------ Material shown ------

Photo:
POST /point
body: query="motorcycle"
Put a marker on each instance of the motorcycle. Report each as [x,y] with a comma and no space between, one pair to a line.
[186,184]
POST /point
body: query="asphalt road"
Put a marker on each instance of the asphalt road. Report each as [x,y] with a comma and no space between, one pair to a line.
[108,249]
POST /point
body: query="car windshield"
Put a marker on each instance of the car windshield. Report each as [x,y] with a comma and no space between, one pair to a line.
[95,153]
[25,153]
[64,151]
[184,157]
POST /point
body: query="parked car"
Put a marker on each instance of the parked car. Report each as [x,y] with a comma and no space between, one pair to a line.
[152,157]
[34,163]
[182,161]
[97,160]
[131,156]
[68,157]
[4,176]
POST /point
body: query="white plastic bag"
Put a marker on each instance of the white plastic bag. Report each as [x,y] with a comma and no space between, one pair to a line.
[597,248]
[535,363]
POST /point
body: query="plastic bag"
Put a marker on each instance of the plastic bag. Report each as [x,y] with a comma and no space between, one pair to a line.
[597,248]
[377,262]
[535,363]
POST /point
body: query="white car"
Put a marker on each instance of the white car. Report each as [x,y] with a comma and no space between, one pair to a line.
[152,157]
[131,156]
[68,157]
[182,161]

------

▶ _Task objective_:
Give back the whole listing exactly as it reads.

▶ _Correct result_:
Photo:
POST /point
body: query="motorcycle"
Put a marker on each instance of the motorcycle. Report each as [x,y] with a comma and no space between, one pair to a line.
[186,184]
POST /point
body: query="asphalt road"
Put a marker on each instance of the asphalt road. Report each as [x,y] with a comma and no space between, one pair to a line.
[108,249]
POST /point
body: query="car windshield"
Put a marker on each instance of the car windshield. Report each as [x,y] with a comma and no space between, one pair to a line.
[95,153]
[25,153]
[64,151]
[184,157]
POST /point
body: query="parked car"
Put a marker on each instance of the parked car. Report each as [x,y] with a comma and no space between, one pair to a line.
[152,157]
[34,163]
[182,161]
[97,160]
[131,156]
[68,157]
[4,176]
POST /point
body: query="white plastic bag"
Put a marker on each instance of the white plastic bag. Report each as [x,y] with a comma and no space between, one pair to a line.
[597,248]
[535,363]
POST /point
body: query="plastic bag"
Put a marker on each instance of the plastic bag. Report each as [x,y] with a comma and no space between, one pair to a line.
[597,248]
[377,262]
[535,363]
POST /point
body: query="white car"
Put a marker on each instance of the white car. Report each as [x,y] with a comma and no space between, one pair to a line.
[152,157]
[131,156]
[68,157]
[182,161]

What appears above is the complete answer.